Can you reproduce, word for word, the part of the text below on Erlang's string:length that begins with the words "can be a list" and ends with "[97,98,99]. (exactly equal)"?

_Excerpted text:_
========

Why does the presence of character 'â' cause this to fail.
> Bin = <<"â Hello">>.
> string:length(Bin).
** exception error: bad argument: <<"â Hello">>
in function string:length_1/2 (string.erl, line 557)
Whereas if this is converted to List, it worked fine.
> Str = binary_to_list(Bin).
> string:length(Str).
7
The argument for string:length()
can be a list of integers (where the integers are between 0...1114111) or a binary where clumps of integers must form UTF-8 characters.
There are many ways to represent the character â
(small letter a with circumflex
), and two of them are:
The Latin-1 integer code 226
.
The UTF-8 representation: 195, 162
(or in hex: C3 A2)
5> <<195, 162>>.
<<"â"/utf8>>
When you typed in your binary, your keyboard probably entered the Latin-1 code for "small letter a with circumflex", and 226 is not the beginning of any valid UTF-8 integer code, so erlang gave you a bad argument
error.
Next, why does converting the binary to a list work? In erlang, double quotes are a shortcut for creating a list of integers:
6> "abc" =:= [97,98,99]. (exactly equal)
true
Whenever you see double quotes in erlang, you should be thinking: "This is a list." The one exception to that rule is when you use double quotes inside a binary: instead of creating a list, you create a comma separated series of integers:
8> <<"abc", 0>>.

========

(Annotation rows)
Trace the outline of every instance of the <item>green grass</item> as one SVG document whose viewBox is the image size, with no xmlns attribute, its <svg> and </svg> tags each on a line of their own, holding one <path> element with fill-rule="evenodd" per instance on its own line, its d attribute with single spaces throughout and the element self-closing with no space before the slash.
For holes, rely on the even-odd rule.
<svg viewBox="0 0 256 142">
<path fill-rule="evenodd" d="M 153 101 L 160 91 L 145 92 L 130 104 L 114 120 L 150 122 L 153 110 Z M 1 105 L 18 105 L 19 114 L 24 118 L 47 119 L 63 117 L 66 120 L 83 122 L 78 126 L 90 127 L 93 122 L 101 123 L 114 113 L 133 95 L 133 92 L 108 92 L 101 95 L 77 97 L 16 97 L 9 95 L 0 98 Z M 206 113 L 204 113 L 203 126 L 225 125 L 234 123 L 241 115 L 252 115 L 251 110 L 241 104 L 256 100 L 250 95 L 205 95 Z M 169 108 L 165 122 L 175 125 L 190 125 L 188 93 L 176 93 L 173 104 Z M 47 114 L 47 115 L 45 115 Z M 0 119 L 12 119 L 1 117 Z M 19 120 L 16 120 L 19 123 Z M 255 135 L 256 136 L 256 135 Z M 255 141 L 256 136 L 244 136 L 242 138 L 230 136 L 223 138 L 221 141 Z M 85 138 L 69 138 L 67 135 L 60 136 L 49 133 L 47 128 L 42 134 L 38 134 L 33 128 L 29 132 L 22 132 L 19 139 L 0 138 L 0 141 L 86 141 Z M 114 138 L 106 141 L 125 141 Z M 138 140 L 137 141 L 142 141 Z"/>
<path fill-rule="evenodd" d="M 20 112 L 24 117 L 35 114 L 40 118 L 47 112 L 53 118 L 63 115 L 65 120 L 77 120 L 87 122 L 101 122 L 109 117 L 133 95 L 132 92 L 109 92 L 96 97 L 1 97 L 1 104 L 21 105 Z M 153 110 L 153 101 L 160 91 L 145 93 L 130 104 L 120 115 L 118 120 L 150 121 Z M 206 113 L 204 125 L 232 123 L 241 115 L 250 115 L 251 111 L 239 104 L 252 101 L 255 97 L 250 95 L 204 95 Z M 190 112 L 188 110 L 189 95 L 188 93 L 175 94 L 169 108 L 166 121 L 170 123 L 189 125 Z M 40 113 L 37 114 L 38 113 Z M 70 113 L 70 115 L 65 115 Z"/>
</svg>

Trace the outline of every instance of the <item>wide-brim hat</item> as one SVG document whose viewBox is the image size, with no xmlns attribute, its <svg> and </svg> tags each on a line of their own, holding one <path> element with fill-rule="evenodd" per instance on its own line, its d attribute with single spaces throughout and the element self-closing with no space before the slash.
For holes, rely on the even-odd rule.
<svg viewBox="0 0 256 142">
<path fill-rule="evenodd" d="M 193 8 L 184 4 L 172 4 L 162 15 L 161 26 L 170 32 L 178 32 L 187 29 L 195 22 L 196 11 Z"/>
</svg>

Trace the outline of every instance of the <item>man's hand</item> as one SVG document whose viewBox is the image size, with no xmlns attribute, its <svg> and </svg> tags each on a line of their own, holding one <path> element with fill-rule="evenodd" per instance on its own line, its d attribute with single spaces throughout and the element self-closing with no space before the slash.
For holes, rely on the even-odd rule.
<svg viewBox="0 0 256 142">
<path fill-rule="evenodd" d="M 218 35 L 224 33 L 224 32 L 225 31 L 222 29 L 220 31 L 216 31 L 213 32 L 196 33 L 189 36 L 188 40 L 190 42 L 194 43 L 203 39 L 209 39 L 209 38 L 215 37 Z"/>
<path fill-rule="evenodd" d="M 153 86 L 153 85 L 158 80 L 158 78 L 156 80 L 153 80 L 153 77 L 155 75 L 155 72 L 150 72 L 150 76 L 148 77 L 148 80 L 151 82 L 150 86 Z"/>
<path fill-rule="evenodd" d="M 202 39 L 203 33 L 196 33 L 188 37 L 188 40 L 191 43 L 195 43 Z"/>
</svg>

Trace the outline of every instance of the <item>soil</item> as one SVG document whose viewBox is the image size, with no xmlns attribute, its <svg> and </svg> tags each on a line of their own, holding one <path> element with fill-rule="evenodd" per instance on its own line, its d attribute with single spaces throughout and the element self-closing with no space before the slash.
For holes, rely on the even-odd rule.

========

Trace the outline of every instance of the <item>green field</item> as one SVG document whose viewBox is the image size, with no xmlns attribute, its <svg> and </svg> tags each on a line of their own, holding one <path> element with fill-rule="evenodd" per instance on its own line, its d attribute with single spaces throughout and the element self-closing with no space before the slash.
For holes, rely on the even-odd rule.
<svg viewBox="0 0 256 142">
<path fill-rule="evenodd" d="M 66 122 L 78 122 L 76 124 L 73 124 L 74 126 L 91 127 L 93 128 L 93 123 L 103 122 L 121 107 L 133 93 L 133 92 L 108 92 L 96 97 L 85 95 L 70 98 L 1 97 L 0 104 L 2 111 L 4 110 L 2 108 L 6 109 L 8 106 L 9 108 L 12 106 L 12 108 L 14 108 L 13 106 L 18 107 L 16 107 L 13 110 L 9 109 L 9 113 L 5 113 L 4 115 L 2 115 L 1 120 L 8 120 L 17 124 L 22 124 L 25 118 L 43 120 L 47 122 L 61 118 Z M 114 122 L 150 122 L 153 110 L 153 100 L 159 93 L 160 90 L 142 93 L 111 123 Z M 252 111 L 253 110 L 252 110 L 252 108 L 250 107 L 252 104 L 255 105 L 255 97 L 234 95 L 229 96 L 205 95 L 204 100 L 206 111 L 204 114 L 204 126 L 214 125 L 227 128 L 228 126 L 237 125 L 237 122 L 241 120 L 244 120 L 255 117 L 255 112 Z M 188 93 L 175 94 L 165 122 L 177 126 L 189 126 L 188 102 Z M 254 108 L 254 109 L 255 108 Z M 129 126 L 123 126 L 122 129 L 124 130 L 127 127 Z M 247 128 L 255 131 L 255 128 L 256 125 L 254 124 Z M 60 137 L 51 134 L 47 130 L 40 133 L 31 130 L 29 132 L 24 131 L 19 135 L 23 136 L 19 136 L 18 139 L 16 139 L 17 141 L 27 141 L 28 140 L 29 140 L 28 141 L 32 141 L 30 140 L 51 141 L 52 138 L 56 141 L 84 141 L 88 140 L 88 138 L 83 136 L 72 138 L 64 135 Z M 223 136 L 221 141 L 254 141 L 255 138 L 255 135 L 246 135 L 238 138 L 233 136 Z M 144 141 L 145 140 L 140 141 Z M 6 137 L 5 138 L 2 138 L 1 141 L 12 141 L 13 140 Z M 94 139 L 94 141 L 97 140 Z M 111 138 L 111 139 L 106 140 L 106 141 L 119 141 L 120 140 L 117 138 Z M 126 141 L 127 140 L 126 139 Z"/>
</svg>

========

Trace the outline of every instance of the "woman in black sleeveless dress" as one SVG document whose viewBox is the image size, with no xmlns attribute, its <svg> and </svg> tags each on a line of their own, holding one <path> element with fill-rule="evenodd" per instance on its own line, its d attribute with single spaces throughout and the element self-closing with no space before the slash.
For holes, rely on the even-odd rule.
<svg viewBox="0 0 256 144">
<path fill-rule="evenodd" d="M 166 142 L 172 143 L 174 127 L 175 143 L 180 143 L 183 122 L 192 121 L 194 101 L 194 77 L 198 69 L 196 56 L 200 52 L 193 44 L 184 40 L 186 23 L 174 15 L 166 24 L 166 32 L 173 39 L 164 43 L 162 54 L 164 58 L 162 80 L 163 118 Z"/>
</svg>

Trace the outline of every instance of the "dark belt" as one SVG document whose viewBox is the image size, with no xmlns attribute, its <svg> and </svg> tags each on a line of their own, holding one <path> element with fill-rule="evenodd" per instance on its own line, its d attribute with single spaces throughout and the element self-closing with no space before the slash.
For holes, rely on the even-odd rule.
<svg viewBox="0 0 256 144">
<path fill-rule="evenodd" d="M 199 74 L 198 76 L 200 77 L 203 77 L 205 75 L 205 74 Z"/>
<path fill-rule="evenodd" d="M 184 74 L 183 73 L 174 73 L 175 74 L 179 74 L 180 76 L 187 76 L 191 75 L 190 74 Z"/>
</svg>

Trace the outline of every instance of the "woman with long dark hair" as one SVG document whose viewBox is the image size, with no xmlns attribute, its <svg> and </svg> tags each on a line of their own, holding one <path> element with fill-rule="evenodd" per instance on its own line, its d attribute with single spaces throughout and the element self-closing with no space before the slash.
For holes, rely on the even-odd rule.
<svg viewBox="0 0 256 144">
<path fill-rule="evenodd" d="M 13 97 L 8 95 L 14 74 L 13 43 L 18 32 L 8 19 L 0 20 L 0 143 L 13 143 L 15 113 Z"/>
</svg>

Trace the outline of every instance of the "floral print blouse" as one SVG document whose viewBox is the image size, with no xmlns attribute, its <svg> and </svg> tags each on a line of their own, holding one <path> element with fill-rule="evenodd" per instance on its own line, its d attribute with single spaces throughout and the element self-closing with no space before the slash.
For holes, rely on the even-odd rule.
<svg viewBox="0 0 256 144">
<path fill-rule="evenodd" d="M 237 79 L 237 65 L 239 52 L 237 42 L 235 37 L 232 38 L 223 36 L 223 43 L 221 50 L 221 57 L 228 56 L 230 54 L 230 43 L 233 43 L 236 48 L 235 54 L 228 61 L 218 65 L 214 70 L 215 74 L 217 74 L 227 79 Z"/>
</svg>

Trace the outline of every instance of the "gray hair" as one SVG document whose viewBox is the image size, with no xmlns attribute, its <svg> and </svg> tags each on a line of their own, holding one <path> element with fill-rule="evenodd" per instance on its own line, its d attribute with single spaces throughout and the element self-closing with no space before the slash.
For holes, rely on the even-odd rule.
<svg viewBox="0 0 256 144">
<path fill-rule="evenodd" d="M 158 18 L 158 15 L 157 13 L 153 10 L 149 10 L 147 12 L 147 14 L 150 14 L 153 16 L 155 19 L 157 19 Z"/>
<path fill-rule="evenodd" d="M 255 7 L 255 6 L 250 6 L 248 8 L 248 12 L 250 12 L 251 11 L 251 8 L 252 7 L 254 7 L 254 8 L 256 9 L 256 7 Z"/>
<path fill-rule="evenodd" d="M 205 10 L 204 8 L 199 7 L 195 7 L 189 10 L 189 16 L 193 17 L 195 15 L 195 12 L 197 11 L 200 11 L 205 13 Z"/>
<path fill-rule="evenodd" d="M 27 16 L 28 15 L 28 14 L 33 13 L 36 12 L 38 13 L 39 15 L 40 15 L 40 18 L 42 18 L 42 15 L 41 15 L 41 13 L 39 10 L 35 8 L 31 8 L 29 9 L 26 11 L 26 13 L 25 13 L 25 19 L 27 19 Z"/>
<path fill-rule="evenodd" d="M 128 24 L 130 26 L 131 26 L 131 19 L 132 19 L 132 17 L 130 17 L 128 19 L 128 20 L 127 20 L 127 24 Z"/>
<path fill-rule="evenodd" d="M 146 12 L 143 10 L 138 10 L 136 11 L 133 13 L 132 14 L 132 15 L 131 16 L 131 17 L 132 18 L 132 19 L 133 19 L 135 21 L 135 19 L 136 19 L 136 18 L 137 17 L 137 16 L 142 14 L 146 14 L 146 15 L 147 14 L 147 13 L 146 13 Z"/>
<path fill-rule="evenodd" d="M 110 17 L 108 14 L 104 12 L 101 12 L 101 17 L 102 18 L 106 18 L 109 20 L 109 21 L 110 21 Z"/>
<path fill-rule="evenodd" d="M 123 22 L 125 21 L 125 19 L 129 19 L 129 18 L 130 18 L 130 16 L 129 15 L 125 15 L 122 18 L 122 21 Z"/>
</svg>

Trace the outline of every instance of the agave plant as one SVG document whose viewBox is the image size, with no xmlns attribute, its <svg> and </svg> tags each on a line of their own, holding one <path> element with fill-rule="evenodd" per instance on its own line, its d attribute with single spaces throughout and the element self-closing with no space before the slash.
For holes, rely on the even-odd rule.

========

_Exercise output:_
can be a list of integers (where the integers are between 0...1114111) or a binary where clumps of integers must form UTF-8 characters.
There are many ways to represent the character â
(small letter a with circumflex
), and two of them are:
The Latin-1 integer code 226
.
The UTF-8 representation: 195, 162
(or in hex: C3 A2)
5> <<195, 162>>.
<<"â"/utf8>>
When you typed in your binary, your keyboard probably entered the Latin-1 code for "small letter a with circumflex", and 226 is not the beginning of any valid UTF-8 integer code, so erlang gave you a bad argument
error.
Next, why does converting the binary to a list work? In erlang, double quotes are a shortcut for creating a list of integers:
6> "abc" =:= [97,98,99]. (exactly equal)